What you need to do |
Go through the records and restate them word for word, omitting images.
(Material to process Opens)
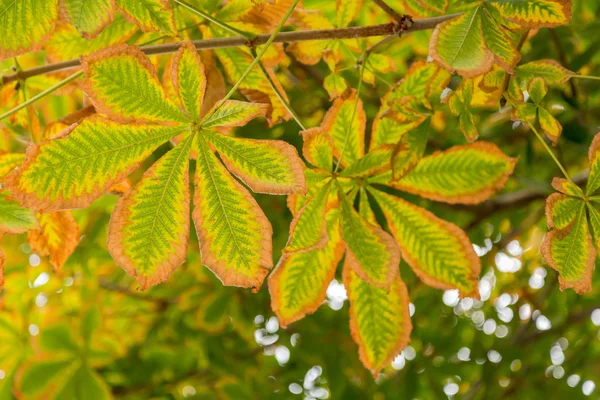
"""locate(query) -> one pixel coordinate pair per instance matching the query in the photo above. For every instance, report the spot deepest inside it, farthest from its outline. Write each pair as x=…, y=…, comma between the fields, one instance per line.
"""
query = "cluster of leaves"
x=353, y=200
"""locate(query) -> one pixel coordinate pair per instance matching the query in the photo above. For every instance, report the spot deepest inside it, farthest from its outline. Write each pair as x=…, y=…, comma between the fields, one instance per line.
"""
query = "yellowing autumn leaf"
x=234, y=233
x=466, y=174
x=149, y=229
x=299, y=282
x=25, y=25
x=439, y=252
x=14, y=218
x=379, y=319
x=370, y=251
x=149, y=15
x=57, y=237
x=88, y=17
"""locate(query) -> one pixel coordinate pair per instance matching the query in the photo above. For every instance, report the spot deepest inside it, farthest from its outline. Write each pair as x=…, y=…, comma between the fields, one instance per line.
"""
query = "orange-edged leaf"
(Material to process Closes)
Expected answer |
"""locate(query) -> one pixel coordinate pair per instance matching the query in the photo above. For every instance, report the spot deepest inside it, farthest from its outline. Write each pair as x=…, y=…, comma between the fields, one instance per line.
"""
query = "cluster of leaves"
x=353, y=200
"""locate(query) -> one pixel coordinate pair per instance matching the query in the photo above. For every instance, report the spot deepest inside it, farthest from its outline. Write each pair as x=…, y=…, comma between the fields, one instance per line.
"""
query = "yellowing autumn leaf"
x=234, y=233
x=466, y=174
x=149, y=229
x=299, y=282
x=25, y=25
x=439, y=252
x=14, y=218
x=379, y=319
x=370, y=251
x=149, y=15
x=57, y=237
x=88, y=17
"""locate(query) -> one pixel coordinate pair per instance matching the query in the photo above. For every instance, report the spot deepest inside it, farthest from its outline. Write each pair as x=…, y=…, comma between the fields, one instance per line.
"""
query = "orange-edged leaf"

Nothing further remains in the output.